Direction:
Answer these questions about the forecasting extract below, one per line:
1. In what sense is the $l$-step-ahead forecast called optimal?
2. For which values of $l$ does the second forecast equation apply?
3. Which section does the extract point to for the forecasts of $\mb {x}$?

The VARMAX Procedure

Forecasting

The optimal (minimum MSE) $l$-step-ahead forecast of $\mb {y} _{t+l}$ is

\begin{eqnarray*}  \mb {y} _{t+l|t} & =&  \sum _{j=1}^ p \Phi _ j \mb {y} _{t+l-j|t} + \sum _{j=0}^ s \Theta _ j^* \mb {x} _{t+l-j|t} - \sum _{j=l}^ q \Theta _ j \bepsilon _{t+l-j}, ~ ~ l \leq q \\ \mb {y} _{t+l|t} & =&  \sum _{j=1}^ p \Phi _ j \mb {y} _{t+l-j|t} + \sum _{j=0}^ s \Theta _ j^* \mb {x} _{t+l-j|t}, ~ ~ l > q \end{eqnarray*}

with $\mb {y} _{t+l-j|t} = \mb {y} _{t+l-j}$ and $\mb {x} _{t+l-j|t} = \mb {x} _{t+l-j}$ for $l\leq j$. For the forecasts $\mb {x} _{t+l-j|t}$, see the section State-Space Representation.

Given records:
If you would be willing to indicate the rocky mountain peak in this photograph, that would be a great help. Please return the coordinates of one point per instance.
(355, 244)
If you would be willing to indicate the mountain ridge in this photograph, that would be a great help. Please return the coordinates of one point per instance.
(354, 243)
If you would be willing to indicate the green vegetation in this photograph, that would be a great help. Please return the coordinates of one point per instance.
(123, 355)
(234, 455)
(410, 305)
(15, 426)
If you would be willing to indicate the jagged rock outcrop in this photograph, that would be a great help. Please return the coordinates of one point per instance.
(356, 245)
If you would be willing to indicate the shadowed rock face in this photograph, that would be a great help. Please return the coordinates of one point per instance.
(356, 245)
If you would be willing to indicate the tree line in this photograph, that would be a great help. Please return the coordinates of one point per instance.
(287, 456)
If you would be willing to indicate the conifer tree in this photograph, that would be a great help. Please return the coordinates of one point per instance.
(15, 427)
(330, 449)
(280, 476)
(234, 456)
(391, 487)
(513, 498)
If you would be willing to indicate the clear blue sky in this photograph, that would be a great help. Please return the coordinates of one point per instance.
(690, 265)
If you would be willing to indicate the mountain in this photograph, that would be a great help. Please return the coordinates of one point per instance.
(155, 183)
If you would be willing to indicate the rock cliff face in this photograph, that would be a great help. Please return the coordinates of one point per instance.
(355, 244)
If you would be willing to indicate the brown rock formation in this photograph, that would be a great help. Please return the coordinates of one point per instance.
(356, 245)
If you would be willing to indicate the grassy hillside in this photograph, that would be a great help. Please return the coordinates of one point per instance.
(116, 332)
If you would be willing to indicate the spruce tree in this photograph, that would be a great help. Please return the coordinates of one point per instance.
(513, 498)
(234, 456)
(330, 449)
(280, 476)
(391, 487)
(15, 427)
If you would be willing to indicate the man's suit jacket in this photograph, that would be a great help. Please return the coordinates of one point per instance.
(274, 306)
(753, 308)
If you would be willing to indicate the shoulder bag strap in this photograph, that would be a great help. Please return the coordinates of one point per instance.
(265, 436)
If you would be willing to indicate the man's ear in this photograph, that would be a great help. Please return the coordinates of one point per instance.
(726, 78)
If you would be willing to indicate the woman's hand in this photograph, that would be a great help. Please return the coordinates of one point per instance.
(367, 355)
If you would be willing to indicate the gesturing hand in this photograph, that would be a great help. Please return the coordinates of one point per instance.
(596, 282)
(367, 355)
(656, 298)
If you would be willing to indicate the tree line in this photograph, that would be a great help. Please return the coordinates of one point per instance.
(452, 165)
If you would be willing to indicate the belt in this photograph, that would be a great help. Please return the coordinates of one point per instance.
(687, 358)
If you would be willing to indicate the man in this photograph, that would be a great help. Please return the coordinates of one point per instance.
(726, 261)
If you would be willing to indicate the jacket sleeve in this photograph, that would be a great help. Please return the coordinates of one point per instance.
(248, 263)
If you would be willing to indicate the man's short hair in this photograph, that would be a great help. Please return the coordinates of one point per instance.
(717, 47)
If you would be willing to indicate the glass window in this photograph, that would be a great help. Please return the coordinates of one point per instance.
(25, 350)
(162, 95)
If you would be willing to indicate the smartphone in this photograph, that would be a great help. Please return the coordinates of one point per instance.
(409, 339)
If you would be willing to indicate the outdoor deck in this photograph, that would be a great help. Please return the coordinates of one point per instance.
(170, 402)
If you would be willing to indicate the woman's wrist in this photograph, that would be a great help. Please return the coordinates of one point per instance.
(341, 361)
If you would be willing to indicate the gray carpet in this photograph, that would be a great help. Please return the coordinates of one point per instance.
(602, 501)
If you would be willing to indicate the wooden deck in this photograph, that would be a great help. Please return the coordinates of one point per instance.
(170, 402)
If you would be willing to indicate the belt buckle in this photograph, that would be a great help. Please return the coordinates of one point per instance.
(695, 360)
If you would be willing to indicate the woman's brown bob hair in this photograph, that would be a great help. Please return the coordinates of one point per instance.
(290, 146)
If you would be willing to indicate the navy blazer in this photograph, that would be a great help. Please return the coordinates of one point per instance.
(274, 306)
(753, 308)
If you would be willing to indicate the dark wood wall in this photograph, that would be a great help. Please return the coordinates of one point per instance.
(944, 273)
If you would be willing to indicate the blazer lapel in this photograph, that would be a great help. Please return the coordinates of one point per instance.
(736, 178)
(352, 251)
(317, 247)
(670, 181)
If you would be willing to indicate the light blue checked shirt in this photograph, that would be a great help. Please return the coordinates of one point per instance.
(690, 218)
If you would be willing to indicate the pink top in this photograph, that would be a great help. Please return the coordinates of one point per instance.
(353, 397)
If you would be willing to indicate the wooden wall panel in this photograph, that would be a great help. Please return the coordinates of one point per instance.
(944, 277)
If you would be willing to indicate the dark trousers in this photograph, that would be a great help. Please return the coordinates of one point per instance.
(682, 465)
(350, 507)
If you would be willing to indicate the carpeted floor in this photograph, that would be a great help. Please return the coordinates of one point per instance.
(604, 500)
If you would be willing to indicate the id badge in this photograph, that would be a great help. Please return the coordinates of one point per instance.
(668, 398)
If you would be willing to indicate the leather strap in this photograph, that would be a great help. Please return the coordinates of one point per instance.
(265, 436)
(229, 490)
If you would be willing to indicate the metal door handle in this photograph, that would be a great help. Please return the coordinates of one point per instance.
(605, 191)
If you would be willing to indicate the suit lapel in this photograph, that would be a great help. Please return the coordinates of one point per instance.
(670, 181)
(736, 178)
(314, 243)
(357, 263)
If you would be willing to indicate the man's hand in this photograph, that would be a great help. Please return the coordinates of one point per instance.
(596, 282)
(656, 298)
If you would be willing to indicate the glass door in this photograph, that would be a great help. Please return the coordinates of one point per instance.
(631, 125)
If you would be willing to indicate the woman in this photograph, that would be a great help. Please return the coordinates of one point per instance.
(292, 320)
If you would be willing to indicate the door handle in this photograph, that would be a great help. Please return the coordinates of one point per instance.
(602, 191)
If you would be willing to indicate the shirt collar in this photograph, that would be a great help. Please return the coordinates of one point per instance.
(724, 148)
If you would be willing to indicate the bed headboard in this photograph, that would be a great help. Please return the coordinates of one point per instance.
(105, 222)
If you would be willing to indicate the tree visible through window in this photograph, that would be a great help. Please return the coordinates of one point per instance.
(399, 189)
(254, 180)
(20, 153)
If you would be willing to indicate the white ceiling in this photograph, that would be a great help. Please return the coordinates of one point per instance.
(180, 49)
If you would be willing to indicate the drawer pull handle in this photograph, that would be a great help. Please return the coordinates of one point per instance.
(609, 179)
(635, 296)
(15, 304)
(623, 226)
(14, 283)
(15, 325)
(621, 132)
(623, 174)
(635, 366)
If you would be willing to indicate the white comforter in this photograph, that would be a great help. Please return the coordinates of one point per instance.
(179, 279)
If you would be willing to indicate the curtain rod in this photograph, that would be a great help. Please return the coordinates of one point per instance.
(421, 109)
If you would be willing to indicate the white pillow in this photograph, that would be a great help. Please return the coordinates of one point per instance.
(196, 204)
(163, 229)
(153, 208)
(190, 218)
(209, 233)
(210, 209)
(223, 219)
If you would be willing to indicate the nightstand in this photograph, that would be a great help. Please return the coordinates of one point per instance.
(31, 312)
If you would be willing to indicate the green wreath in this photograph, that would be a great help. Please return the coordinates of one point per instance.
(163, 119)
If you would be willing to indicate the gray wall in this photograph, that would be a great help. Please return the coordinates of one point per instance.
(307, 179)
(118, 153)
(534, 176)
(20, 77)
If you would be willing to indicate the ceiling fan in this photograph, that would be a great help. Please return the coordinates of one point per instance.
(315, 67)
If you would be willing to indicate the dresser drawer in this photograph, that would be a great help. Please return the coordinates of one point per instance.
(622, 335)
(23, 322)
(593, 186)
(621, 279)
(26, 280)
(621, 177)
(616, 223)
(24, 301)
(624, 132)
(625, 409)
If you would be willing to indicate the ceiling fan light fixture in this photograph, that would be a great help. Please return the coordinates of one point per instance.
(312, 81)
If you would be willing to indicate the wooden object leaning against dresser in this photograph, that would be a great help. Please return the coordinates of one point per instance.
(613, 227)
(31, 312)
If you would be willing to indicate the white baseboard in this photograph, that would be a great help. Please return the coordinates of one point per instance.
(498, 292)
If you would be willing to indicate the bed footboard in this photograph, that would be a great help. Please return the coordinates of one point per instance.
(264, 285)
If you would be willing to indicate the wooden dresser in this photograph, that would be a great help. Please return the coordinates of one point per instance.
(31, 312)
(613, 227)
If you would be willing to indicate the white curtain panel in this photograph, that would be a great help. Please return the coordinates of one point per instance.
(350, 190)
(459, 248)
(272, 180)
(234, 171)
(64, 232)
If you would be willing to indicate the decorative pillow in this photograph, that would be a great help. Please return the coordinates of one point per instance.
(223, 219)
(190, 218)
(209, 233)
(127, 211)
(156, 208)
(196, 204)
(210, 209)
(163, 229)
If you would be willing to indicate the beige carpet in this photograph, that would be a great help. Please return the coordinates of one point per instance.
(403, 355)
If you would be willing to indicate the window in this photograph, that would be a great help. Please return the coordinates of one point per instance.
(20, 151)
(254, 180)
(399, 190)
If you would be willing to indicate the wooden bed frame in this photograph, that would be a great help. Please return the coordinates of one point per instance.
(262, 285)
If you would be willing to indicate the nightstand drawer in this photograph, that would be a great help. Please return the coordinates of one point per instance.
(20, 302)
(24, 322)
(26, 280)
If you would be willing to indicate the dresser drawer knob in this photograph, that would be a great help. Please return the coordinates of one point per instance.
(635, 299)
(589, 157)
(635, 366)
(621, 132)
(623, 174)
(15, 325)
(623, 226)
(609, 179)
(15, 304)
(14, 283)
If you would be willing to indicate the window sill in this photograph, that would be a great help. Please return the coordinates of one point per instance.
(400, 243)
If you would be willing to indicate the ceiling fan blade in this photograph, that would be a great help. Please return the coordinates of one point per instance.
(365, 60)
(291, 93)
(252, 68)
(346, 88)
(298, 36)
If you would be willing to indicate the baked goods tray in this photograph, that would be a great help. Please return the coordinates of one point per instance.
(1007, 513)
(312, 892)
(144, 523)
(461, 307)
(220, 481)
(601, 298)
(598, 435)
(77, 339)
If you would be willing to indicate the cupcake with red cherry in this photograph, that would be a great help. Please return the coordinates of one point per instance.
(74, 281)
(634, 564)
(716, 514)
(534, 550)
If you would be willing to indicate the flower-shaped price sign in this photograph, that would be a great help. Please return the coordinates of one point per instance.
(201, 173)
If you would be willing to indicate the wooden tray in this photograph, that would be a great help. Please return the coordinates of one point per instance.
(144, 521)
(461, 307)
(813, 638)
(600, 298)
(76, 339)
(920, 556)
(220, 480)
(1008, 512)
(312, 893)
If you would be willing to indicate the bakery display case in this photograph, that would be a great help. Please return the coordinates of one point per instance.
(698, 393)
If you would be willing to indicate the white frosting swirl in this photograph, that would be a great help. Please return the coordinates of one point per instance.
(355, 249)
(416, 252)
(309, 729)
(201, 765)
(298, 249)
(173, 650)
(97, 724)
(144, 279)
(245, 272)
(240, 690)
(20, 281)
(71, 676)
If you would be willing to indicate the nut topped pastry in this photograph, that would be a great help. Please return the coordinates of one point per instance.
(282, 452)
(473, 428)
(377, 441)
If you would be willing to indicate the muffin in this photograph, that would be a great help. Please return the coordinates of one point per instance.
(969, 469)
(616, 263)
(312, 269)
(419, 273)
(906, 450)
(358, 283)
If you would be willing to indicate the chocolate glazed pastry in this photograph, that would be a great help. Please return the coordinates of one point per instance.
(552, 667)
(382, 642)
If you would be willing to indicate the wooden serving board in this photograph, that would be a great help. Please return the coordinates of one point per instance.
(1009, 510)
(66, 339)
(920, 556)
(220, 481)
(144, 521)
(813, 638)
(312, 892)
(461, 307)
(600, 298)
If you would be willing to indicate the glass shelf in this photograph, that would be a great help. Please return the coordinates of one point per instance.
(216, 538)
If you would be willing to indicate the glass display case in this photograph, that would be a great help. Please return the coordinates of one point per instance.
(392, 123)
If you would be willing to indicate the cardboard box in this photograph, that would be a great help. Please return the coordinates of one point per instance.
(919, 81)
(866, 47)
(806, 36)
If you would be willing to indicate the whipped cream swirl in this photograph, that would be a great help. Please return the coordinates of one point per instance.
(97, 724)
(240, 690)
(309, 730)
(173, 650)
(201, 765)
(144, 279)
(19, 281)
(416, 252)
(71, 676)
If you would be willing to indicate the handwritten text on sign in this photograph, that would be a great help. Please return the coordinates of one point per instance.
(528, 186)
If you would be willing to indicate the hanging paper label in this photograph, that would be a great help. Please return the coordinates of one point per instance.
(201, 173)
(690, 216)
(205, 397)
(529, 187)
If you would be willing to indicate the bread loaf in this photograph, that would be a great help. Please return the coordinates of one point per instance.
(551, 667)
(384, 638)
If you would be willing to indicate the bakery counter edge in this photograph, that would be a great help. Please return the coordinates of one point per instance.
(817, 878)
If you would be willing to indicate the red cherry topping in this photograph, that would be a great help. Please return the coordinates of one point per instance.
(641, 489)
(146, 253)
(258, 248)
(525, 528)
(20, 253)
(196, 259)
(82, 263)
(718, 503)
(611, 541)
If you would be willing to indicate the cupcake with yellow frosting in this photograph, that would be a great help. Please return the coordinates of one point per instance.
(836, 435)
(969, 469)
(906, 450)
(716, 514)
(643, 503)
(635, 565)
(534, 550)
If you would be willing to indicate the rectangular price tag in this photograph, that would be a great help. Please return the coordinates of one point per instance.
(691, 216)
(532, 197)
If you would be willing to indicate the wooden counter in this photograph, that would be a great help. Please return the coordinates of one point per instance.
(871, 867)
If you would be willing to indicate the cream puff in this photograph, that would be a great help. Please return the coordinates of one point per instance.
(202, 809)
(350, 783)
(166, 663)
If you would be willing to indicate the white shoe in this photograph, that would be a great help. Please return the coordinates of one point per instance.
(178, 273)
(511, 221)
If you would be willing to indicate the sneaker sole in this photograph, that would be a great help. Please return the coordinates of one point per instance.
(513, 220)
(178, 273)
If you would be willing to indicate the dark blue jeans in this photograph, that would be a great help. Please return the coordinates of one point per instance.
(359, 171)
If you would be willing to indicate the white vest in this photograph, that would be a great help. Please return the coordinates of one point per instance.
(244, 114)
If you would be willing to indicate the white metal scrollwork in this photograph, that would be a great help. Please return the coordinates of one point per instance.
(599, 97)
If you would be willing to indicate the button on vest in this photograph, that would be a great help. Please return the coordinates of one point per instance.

Solved problem:
1. It is the minimum MSE forecast.
2. For $l > q$.
3. The section State-Space Representation.